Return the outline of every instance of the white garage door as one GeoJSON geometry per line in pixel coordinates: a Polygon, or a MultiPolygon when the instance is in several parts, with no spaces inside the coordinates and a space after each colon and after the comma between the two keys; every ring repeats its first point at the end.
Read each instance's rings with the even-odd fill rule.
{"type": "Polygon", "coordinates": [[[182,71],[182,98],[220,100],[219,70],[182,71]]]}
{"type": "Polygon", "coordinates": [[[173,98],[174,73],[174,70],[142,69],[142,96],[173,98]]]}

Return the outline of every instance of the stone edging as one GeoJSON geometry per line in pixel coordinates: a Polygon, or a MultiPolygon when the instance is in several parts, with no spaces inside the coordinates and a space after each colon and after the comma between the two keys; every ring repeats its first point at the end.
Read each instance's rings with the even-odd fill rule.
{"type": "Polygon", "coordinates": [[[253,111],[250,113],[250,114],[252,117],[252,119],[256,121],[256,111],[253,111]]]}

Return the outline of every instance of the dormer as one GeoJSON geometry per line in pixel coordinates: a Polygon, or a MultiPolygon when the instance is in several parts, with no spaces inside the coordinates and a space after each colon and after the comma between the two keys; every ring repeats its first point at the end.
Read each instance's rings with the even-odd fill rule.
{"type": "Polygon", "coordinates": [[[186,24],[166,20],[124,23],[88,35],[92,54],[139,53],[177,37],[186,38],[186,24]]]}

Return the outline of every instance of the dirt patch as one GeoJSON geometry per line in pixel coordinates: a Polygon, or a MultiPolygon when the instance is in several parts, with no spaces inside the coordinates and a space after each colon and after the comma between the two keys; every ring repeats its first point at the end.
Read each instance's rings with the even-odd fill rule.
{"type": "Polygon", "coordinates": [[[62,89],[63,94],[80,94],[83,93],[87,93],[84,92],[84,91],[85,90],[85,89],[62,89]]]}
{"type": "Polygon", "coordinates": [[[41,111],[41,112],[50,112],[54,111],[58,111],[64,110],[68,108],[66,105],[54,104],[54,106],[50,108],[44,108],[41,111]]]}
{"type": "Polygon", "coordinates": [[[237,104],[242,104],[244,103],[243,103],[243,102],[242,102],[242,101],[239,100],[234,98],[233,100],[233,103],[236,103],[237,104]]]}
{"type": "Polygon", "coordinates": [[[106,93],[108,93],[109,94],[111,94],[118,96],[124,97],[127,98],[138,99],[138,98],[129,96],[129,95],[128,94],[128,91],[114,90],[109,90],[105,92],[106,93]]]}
■ ■ ■ ■ ■
**Task description:** Reproduce all of the material above, substituting "nonzero winding rule" for each occurrence of "even-odd fill rule" and leaving every other character as it is.

**Expected answer:**
Return the outline of every instance of the white garage door as one GeoJSON geometry per line in pixel coordinates: a Polygon, or a MultiPolygon when the instance is in several parts, with no spaces inside the coordinates and a space after each colon and after the comma between the two keys; every ring repeats its first point at the end.
Read each instance's rings with the nonzero winding rule.
{"type": "Polygon", "coordinates": [[[182,71],[182,98],[220,100],[219,70],[182,71]]]}
{"type": "Polygon", "coordinates": [[[173,98],[174,73],[174,70],[142,69],[142,96],[173,98]]]}

Return the outline of every instance of the stone edging as one GeoJSON geometry per line in pixel coordinates: a Polygon, or a MultiPolygon when the instance is in several parts, with no spaces inside the coordinates and a space after each colon and after the comma between the two keys; every ring repeats its first point at the end.
Read each instance's rings with the nonzero winding rule.
{"type": "Polygon", "coordinates": [[[253,111],[250,113],[250,114],[252,117],[252,119],[256,121],[256,111],[253,111]]]}

Return the outline of every instance of the dormer as one GeoJSON geometry per line in pixel coordinates: a Polygon, or a MultiPolygon when the instance is in several parts, with no spaces inside the coordinates and a space after each colon and after the comma between the two keys; every ring repeats its first point at the end.
Read each instance's rings with the nonzero winding rule.
{"type": "Polygon", "coordinates": [[[186,24],[166,20],[124,23],[88,35],[92,54],[139,53],[177,37],[186,38],[186,24]]]}

Return the outline of every instance of the dirt patch as one GeoJSON geometry per line in pixel coordinates: a Polygon, or a MultiPolygon when the instance is in several parts, with no spaces inside the coordinates and a space after each colon and after the comma between the two keys; every ring repeats its first point at the end.
Read each instance's rings with the nonzero winding rule.
{"type": "Polygon", "coordinates": [[[62,89],[63,94],[80,94],[83,93],[87,93],[84,92],[84,91],[85,90],[85,89],[62,89]]]}
{"type": "Polygon", "coordinates": [[[41,111],[41,112],[50,112],[54,111],[58,111],[64,110],[68,108],[66,105],[54,104],[54,106],[50,108],[44,108],[41,111]]]}
{"type": "Polygon", "coordinates": [[[237,104],[242,104],[244,103],[243,103],[243,102],[242,102],[242,101],[239,100],[234,98],[233,100],[233,103],[236,103],[237,104]]]}
{"type": "Polygon", "coordinates": [[[106,93],[108,93],[109,94],[111,94],[118,96],[124,97],[127,98],[138,99],[138,98],[129,96],[129,95],[128,94],[128,91],[114,90],[109,90],[105,92],[106,93]]]}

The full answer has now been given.